──────── MATERIAL SUPPLIED

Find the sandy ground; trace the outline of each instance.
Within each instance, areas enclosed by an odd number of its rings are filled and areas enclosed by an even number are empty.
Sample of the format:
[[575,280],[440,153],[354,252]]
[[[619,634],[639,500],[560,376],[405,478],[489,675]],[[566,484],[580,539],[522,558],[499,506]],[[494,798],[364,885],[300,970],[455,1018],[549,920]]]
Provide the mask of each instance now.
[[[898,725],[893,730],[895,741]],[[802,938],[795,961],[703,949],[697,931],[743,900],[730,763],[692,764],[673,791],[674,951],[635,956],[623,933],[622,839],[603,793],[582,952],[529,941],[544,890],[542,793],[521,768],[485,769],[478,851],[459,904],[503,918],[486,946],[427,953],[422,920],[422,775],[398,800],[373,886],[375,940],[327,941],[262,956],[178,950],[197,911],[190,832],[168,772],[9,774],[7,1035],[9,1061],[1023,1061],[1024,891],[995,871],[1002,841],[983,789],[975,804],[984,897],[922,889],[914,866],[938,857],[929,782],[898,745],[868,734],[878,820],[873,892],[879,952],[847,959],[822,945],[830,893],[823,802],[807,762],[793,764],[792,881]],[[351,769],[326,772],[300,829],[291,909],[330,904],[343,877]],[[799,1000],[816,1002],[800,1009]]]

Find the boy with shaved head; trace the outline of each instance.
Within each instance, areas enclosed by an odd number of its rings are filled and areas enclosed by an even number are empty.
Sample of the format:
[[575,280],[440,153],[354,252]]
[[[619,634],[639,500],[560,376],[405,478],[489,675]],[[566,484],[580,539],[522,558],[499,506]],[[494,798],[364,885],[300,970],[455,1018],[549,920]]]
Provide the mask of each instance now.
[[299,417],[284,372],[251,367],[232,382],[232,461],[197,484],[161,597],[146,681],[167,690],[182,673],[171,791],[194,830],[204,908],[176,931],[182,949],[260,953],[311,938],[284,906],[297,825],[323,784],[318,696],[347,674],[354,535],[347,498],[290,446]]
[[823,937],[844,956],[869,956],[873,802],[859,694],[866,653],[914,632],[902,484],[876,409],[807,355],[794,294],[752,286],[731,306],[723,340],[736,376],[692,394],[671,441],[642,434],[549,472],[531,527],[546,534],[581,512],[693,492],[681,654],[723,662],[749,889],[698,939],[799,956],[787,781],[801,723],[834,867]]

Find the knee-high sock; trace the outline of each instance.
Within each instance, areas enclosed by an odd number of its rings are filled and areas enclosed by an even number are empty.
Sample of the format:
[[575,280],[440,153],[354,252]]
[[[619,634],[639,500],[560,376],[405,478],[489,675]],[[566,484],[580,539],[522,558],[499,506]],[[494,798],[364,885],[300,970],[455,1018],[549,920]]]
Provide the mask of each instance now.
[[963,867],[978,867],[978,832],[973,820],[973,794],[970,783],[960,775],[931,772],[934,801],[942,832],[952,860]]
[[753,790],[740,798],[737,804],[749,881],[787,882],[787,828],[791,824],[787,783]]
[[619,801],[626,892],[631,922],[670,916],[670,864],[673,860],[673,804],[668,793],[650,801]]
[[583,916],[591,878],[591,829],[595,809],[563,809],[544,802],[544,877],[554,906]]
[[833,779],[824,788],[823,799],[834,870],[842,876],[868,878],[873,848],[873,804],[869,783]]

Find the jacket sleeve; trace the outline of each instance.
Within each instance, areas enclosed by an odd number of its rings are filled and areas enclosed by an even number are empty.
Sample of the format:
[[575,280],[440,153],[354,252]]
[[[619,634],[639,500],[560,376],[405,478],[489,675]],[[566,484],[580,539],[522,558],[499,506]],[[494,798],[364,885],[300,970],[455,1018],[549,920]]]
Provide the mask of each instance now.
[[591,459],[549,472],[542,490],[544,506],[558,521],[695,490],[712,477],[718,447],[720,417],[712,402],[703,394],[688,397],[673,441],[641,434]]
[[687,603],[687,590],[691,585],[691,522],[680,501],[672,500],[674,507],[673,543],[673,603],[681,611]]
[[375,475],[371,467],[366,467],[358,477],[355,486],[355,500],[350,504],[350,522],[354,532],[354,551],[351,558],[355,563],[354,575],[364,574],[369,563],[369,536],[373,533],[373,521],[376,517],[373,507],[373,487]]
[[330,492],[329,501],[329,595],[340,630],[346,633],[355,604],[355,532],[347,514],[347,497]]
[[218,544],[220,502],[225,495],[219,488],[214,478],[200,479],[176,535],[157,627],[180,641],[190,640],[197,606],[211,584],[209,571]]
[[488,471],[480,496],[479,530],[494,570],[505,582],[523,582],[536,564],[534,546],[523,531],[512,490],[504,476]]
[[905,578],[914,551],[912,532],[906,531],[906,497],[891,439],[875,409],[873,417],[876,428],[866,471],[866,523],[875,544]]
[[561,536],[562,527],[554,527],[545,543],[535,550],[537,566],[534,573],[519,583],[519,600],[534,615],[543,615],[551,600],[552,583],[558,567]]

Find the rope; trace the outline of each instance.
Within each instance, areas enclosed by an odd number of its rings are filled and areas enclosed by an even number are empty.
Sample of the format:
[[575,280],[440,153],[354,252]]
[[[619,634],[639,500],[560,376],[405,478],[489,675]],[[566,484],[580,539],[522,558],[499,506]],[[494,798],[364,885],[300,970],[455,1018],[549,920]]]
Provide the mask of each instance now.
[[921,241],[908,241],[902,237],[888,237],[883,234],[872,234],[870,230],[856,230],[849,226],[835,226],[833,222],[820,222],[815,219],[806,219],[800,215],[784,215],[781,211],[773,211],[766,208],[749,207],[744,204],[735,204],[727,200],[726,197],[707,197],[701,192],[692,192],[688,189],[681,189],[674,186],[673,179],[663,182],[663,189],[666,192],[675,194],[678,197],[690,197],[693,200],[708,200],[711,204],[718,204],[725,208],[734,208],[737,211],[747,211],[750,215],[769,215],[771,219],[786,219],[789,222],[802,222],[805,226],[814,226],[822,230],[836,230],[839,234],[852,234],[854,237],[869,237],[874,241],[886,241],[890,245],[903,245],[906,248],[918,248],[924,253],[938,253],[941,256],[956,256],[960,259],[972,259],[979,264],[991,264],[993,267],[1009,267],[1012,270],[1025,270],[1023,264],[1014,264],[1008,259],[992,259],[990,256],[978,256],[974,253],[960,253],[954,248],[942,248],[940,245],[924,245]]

────────────────

DIRECTIONS FOR THIS TASK
Switch every "trace" in the material above to "draw", and reproduce the lines with nothing else altered.

SOLUTION FOR THIS TASK
Find the sandy ground; draw the outline of each instance.
Within each instance, areas enclosed by an odd number of its rings are filled and areas enclosed by an even number are empty.
Sample of the format:
[[575,280],[440,153],[354,252]]
[[[619,634],[639,500],[560,376],[405,478],[489,675]],[[566,484],[580,539],[522,558],[499,506]],[[494,798],[364,885],[300,970],[455,1018],[549,920]]]
Provide the mask of each instance now.
[[[898,725],[893,730],[895,741]],[[802,938],[795,961],[703,949],[697,931],[743,900],[730,763],[692,764],[673,791],[674,951],[635,956],[623,933],[622,839],[603,793],[582,952],[529,941],[544,890],[542,793],[521,768],[485,769],[478,851],[459,904],[503,918],[486,946],[427,953],[422,920],[422,775],[398,800],[373,886],[375,940],[327,941],[262,956],[178,950],[197,911],[190,832],[168,772],[9,774],[7,1035],[9,1061],[1023,1061],[1024,891],[995,871],[1002,841],[983,789],[975,804],[984,897],[922,889],[914,866],[938,857],[929,782],[898,745],[868,734],[878,820],[873,892],[879,952],[847,959],[822,945],[830,893],[823,802],[807,762],[793,764],[792,881]],[[351,769],[326,772],[300,829],[291,909],[330,904],[343,877]],[[799,1000],[816,1002],[800,1009]]]

Find the boy with shaved head; draw the outline of each instance.
Within each instance, areas enclosed by an odd number of its rings are filled and areas enclosed by an even number are empty.
Sample of the format:
[[575,280],[440,153],[354,252]]
[[[619,634],[639,500],[560,376],[405,478],[489,675]],[[566,484],[580,539],[522,558],[499,506]],[[494,798],[364,885],[300,970],[455,1018],[549,920]]]
Provide the mask of each instance now.
[[299,417],[284,372],[251,367],[232,382],[232,461],[197,484],[161,597],[146,681],[167,690],[182,673],[171,791],[194,830],[204,908],[176,931],[182,949],[260,953],[311,938],[284,906],[297,825],[323,784],[318,696],[347,674],[354,535],[347,498],[290,446]]
[[823,937],[844,956],[869,956],[873,802],[859,694],[866,653],[914,632],[902,484],[876,409],[807,355],[794,294],[752,286],[731,306],[723,340],[736,376],[692,394],[671,441],[642,434],[549,472],[531,527],[546,534],[581,512],[693,492],[681,654],[723,662],[749,889],[698,939],[799,956],[787,781],[801,723],[834,867]]

Find the knee-high sock; draw the outline of each instance.
Within each instance, areas enclosed by an odd number of its rings are filled and areas enclosed by an even number are empty.
Sample of the format:
[[575,280],[440,153],[354,252]]
[[[619,634],[639,500],[560,376],[405,478],[489,675]],[[566,484],[580,539],[522,558],[499,506]],[[494,798],[364,885],[300,970],[455,1018],[549,920]]]
Provide the mask of each instance now.
[[963,867],[978,867],[978,832],[973,820],[973,794],[970,783],[960,775],[931,772],[934,801],[942,832],[952,860]]
[[753,790],[740,798],[737,804],[749,881],[787,882],[787,828],[791,824],[787,783]]
[[619,801],[626,892],[631,922],[670,916],[670,864],[673,860],[673,804],[668,793],[650,801]]
[[583,916],[591,878],[591,829],[595,809],[563,809],[544,802],[544,877],[554,906]]
[[833,779],[824,788],[823,799],[834,870],[842,876],[868,878],[873,848],[873,804],[869,783]]

Find the jacket sleeve; draw the outline of each instance.
Within each instance, areas enclosed by an odd number of its rings are filled and areas enclosed by an even number are empty.
Sample of the format:
[[575,280],[440,153],[354,252]]
[[[619,634],[639,500],[560,376],[405,478],[489,675]],[[566,484],[580,539],[522,558],[499,506]],[[494,798],[364,885],[300,970],[455,1018],[549,920]]]
Provide the mask of each instance now.
[[591,459],[549,472],[542,490],[544,506],[558,521],[695,490],[712,477],[718,447],[720,417],[712,402],[703,394],[688,397],[673,441],[641,434]]
[[687,603],[687,590],[691,585],[691,522],[680,501],[672,500],[674,507],[673,543],[673,603],[681,611]]
[[375,475],[371,467],[366,467],[358,477],[355,486],[355,500],[350,504],[350,522],[354,532],[354,551],[351,558],[355,563],[354,575],[364,574],[369,563],[369,536],[373,533],[373,521],[376,517],[373,507],[373,487]]
[[330,492],[329,501],[329,595],[340,630],[346,633],[355,604],[355,532],[347,514],[347,497]]
[[218,544],[220,502],[225,495],[219,488],[214,478],[200,479],[176,535],[157,627],[180,641],[190,640],[197,606],[211,584],[209,571]]
[[488,471],[480,496],[479,530],[494,570],[505,582],[523,582],[536,564],[534,546],[523,531],[512,490],[504,476]]
[[905,578],[914,551],[912,532],[906,531],[906,497],[891,439],[875,409],[873,417],[876,428],[866,471],[866,523],[875,544]]
[[561,536],[562,527],[554,527],[545,543],[535,550],[537,566],[534,573],[519,583],[519,600],[534,615],[543,615],[551,600],[552,583],[558,567]]

Find the rope; draw the outline of each instance.
Within each instance, areas enclosed by an odd number of its rings are filled and areas enclosed by an even number are empty.
Sample of the format:
[[575,280],[440,153],[354,252]]
[[[619,634],[639,500],[560,376],[405,478],[489,675]],[[566,484],[580,539],[522,558],[499,506]],[[494,798],[364,885],[300,970],[455,1018],[549,920]]]
Provide the mask of each instance now.
[[921,241],[908,241],[902,237],[888,237],[883,234],[872,234],[870,230],[856,230],[849,226],[835,226],[833,222],[820,222],[815,219],[806,219],[800,215],[784,215],[781,211],[773,211],[766,208],[749,207],[744,204],[735,204],[727,200],[726,197],[707,197],[701,192],[692,192],[688,189],[681,189],[674,186],[673,179],[663,182],[663,189],[666,192],[675,194],[678,197],[690,197],[693,200],[708,200],[711,204],[718,204],[725,208],[734,208],[737,211],[747,211],[750,215],[769,215],[771,219],[786,219],[789,222],[802,222],[805,226],[814,226],[822,230],[836,230],[839,234],[852,234],[854,237],[869,237],[874,241],[886,241],[890,245],[903,245],[906,248],[918,248],[924,253],[938,253],[941,256],[956,256],[960,259],[972,259],[979,264],[991,264],[993,267],[1009,267],[1012,270],[1025,270],[1023,264],[1014,264],[1008,259],[992,259],[990,256],[978,256],[974,253],[960,253],[954,248],[942,248],[940,245],[924,245]]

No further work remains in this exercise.